## Exercise set
1) In the Viktualienmarkt text, repeat the passage that begins at "In 1852, the" and stops after "expanded even further.", substituting "Kornhalle" for "Schrannenhalle".
2) Answer these from the Viktualienmarkt text:
(a) Since what year has the market been held daily?
(b) How many stalls and shops does the market area cover?
(c) In what year was the fish market moved to Westenriederstraße?
3) Extend the Viktualienmarkt history text beyond its final sentence.

── Excerpt provided ──

The Viktualienmarkt is a daily food market and a square in the center of Munich, Germany. It has been held daily since 1807, except on Sundays and public holidays. 

The Viktualienmarkt developed from an original farmers' market to a popular market for gourmets. In an area covering 140 stalls and shops offer flowers, exotic fruit, game, poultry, spices, cheese, fish, juices and so on.

History 

When today's Marienplatz (formerly Schrannenplatz) as a store for cereals and other agricultural products had become too small, Viktualienmarkt as its official successor evolved where it is still situated today due to a decree issued by King Maximilian I on 2 May, 1807. The King ordered that those parts of the market between Heiliggeist Church and Frauenstraße should be relocated and told municipal authorities to demolish the buildings of the Heiliggeist hospice which had been acquired by the city. Thus, the "green market" had its own place, which was also named "market place" for some time. It was only later that the word "Viktualien" (victuals), Latin for food, was used. 

From 1823 to 1829 the central market already had to be enlarged significantly. In 1885 the ancient Heiliggeist infirmary was demolished and the Heiliggeist Church was extended to the west. 

In 1852, the precursor of today's Großmarkthalle, the Schrannenhalle, was built close to the ancient city wall at the end of Blumenstraße. It burned down in 1932 and was reopened in 2005. 

In 1855 the fish market was moved to Westenriederstraße. Over the course of time many additions were made to the market, for example a butchers' hall, a tripe hall, pavilions for bakeries, fruit vendors and a fish hall. The butchers' shops at the foot of Petersbergl (Peter's hill, site of Peter's Church), the stalls for poultry and venison and the stands of the flower vendors expanded even further.

───
── Rows ──

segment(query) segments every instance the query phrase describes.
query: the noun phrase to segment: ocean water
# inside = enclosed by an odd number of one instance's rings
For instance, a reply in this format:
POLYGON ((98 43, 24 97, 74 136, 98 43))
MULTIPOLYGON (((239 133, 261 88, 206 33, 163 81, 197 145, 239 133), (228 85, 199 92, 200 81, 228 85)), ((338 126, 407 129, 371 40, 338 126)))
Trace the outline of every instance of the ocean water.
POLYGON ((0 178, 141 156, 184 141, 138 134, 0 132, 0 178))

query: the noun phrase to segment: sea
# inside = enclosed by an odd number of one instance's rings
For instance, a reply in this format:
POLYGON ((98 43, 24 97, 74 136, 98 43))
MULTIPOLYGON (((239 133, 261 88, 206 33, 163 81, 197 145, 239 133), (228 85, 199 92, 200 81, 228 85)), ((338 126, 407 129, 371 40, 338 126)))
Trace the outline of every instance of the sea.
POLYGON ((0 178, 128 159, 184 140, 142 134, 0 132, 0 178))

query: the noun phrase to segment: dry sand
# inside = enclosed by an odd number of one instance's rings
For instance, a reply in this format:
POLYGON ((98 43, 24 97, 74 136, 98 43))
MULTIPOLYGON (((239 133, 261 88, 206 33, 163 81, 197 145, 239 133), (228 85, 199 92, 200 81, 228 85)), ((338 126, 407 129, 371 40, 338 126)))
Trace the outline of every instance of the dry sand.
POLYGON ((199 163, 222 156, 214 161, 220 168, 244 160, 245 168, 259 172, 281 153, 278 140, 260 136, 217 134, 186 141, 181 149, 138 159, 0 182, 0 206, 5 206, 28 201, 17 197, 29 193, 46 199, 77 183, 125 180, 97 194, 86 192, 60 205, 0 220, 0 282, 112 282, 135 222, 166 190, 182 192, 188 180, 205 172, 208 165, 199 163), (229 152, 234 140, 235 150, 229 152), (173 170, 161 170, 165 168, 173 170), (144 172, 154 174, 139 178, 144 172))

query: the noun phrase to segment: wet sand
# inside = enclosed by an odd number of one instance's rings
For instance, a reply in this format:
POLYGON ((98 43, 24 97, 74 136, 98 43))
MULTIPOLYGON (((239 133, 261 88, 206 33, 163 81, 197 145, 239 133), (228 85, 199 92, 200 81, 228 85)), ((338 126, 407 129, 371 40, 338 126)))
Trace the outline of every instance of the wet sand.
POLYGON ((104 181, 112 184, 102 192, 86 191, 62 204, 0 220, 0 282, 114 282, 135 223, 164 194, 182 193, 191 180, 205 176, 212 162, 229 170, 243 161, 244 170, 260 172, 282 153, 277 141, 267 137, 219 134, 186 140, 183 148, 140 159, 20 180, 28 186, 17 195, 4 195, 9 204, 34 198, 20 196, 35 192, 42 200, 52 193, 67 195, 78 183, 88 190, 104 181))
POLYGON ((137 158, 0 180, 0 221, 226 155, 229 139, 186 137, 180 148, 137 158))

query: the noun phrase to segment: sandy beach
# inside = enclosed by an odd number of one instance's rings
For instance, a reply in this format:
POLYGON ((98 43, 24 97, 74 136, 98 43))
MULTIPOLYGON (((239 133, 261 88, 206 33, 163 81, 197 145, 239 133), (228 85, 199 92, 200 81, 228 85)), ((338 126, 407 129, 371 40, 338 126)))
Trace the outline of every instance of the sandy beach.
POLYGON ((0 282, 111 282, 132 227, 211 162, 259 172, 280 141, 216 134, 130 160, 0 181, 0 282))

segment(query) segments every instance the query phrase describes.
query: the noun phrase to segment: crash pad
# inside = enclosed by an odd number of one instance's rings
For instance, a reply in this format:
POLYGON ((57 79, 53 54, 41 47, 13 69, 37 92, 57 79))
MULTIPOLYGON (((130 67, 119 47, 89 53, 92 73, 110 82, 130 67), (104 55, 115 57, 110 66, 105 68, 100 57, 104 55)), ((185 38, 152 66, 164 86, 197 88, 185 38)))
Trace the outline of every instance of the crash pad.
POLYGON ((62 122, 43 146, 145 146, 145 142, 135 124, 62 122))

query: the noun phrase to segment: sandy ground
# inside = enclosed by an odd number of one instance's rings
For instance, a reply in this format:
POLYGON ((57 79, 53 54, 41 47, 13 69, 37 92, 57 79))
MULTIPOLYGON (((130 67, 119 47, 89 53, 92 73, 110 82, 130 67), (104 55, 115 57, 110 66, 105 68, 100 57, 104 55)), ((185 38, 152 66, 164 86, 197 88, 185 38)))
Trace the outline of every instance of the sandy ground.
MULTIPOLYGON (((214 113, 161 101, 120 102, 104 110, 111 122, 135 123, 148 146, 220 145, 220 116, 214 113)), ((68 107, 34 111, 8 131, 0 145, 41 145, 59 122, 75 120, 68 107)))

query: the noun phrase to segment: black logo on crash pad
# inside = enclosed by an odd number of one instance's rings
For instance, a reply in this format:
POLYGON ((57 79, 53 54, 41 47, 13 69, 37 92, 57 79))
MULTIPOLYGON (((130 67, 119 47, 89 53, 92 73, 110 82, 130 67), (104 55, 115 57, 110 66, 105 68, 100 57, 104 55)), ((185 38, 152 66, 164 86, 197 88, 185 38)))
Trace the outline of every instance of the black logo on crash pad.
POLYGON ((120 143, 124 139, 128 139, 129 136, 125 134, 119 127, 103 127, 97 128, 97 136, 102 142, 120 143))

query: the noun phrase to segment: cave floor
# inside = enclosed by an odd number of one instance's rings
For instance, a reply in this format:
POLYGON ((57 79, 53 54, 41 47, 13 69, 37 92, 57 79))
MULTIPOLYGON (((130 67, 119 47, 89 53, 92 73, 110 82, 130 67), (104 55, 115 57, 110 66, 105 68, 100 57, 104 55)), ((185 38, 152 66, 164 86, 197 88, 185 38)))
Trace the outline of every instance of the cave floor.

───

## Results of the tasks
1)
In 1852, the precursor of today's Großmarkthalle, the Kornhalle, was built close to the ancient city wall at the end of Blumenstraße. It burned down in 1932 and was reopened in 2005. 

In 1855 the fish market was moved to Westenriederstraße. Over the course of time many additions were made to the market, for example a butchers' hall, a tripe hall, pavilions for bakeries, fruit vendors and a fish hall. The butchers' shops at the foot of Petersbergl (Peter's hill, site of Peter's Church), the stalls for poultry and venison and the stands of the flower vendors expanded even further.

2)
(a) 1807
(b) 140
(c) 1855

3)
During World War II the square was severely damaged. There was talk of closing down the market in order to erect multi-story buildings. Instead, municipal authorities revitalized Viktualienmarkt with considerable financial support, and the citizens of Munich enriched it with memorial fountains for the folk singers and comedians Karl Valentin, Weiß Ferdl and Liesl Karlstadt. Later, memorial fountains for the folk singers and comedians Ida Schumacher, Elise Aulinger and Roider Jackl were added.

In a 2009 New York Times article about meals worth a plane trip across the Atlantic, food critic Mimi Sheraton picked a snack of sausages at the Viktualienmarkt.

Opening hours 
In earlier times, the Viktualienmarkt was open every day (including Sunday) from 7 A.M. until dusk. Only on religious holidays, the market remained closed. Since the Viktualienmarkt was the central place for the food supply of the citizens of Munich, and there were no refrigeration facilities yet, the daily opening was crucial.

Today, Viktualienmarkt is open until 8:00 P.M. at the latest, Monday through Saturday, as part of the statutory opening hours, with exceptions for florists, bakers and restaurants. Many market stalls do not exhaust the legally permitted opening hours, but each have their own reduced opening hours.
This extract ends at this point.